→ Exercise brief
Set down the records word for word, everything from the start of the records down to the line containing "left=137, top=49, right=155, bottom=56", with both ends included. Leave the pictures out of your answer.
** START OF Extracted data **
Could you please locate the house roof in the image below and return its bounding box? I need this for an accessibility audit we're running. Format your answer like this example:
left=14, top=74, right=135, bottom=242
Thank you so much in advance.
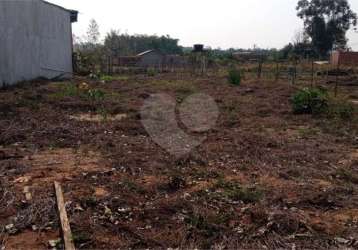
left=137, top=49, right=164, bottom=57
left=41, top=0, right=78, bottom=23
left=137, top=49, right=155, bottom=56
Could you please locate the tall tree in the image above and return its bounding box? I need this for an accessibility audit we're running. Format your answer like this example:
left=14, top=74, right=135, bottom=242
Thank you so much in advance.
left=87, top=19, right=101, bottom=45
left=296, top=0, right=357, bottom=56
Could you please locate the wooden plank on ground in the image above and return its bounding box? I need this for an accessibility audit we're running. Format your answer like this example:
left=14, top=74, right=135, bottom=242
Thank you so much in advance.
left=54, top=181, right=75, bottom=250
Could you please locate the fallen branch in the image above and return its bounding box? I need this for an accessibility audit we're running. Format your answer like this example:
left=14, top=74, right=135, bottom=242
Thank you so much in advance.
left=54, top=181, right=75, bottom=250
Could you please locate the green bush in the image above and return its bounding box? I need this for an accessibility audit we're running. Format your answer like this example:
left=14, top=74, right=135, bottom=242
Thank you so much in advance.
left=229, top=68, right=241, bottom=86
left=147, top=68, right=158, bottom=76
left=291, top=88, right=328, bottom=114
left=328, top=99, right=354, bottom=120
left=86, top=89, right=105, bottom=102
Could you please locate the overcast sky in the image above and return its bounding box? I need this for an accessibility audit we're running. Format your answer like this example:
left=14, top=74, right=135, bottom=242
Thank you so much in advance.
left=49, top=0, right=358, bottom=50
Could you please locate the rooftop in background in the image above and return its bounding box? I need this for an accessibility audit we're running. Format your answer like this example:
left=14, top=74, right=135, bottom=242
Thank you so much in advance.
left=41, top=0, right=78, bottom=23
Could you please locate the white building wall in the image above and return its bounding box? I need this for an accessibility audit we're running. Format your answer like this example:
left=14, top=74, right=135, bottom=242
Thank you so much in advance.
left=0, top=0, right=72, bottom=86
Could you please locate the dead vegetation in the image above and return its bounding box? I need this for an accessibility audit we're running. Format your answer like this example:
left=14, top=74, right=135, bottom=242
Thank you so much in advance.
left=0, top=71, right=358, bottom=249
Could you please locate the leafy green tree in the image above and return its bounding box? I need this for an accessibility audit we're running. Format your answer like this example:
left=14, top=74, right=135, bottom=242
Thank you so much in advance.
left=87, top=19, right=101, bottom=45
left=296, top=0, right=357, bottom=57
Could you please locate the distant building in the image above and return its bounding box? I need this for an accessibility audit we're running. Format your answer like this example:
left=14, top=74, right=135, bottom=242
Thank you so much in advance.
left=331, top=51, right=358, bottom=67
left=0, top=0, right=78, bottom=86
left=137, top=50, right=165, bottom=68
left=232, top=51, right=266, bottom=62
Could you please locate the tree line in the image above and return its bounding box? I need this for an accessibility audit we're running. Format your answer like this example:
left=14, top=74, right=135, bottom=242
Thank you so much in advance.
left=74, top=0, right=358, bottom=71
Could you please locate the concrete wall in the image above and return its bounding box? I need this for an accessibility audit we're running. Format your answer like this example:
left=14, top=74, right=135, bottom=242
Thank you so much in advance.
left=0, top=0, right=72, bottom=86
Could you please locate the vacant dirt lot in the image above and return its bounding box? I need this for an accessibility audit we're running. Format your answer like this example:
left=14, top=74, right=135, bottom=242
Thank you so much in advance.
left=0, top=74, right=358, bottom=249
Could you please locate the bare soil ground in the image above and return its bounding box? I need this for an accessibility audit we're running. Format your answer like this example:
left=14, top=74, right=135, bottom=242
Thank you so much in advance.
left=0, top=74, right=358, bottom=249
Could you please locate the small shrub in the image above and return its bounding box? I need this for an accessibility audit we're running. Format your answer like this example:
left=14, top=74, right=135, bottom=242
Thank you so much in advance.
left=291, top=88, right=328, bottom=114
left=214, top=180, right=263, bottom=203
left=336, top=168, right=358, bottom=184
left=147, top=68, right=158, bottom=76
left=85, top=89, right=105, bottom=102
left=328, top=99, right=354, bottom=121
left=59, top=83, right=79, bottom=97
left=229, top=68, right=241, bottom=86
left=100, top=75, right=115, bottom=82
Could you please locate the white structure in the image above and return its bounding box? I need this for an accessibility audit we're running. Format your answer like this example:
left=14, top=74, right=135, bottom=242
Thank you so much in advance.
left=0, top=0, right=78, bottom=87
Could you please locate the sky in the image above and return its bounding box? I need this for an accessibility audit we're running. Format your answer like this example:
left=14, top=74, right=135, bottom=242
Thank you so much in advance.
left=48, top=0, right=358, bottom=50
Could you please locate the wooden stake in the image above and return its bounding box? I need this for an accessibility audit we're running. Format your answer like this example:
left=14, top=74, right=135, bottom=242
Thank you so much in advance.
left=54, top=181, right=75, bottom=250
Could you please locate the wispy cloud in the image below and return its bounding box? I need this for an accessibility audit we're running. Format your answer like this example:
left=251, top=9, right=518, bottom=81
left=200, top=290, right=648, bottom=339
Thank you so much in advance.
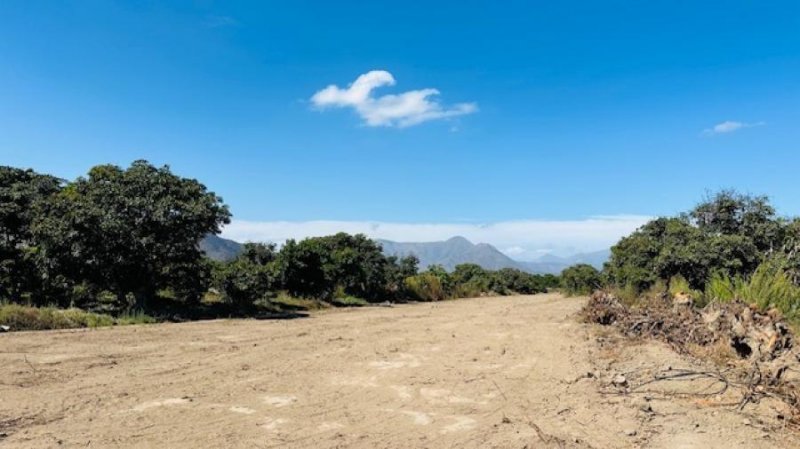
left=311, top=70, right=478, bottom=128
left=222, top=215, right=651, bottom=260
left=703, top=120, right=765, bottom=136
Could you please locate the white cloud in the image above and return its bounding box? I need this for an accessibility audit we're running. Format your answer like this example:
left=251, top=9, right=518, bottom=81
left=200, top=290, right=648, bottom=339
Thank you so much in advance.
left=703, top=120, right=765, bottom=135
left=502, top=246, right=527, bottom=256
left=311, top=70, right=478, bottom=128
left=222, top=215, right=651, bottom=260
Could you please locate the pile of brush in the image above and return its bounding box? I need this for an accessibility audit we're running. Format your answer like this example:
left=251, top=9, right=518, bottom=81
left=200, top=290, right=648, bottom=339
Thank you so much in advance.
left=582, top=291, right=800, bottom=423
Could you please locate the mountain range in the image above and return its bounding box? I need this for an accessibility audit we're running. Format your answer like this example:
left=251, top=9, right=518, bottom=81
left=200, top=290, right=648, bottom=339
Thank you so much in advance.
left=200, top=235, right=610, bottom=274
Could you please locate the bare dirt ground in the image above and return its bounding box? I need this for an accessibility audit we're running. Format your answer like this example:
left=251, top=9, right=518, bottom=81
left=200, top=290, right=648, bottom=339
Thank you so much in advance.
left=0, top=294, right=800, bottom=449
** END OF Extracted data **
→ Task result
Could you please locate the house roof in the image below and return its bounding box? I need this for an accessibility audit we're running. Format your answer like this example:
left=14, top=74, right=135, bottom=242
Thank you so much in advance.
left=137, top=49, right=164, bottom=57
left=41, top=0, right=78, bottom=23
left=137, top=49, right=155, bottom=56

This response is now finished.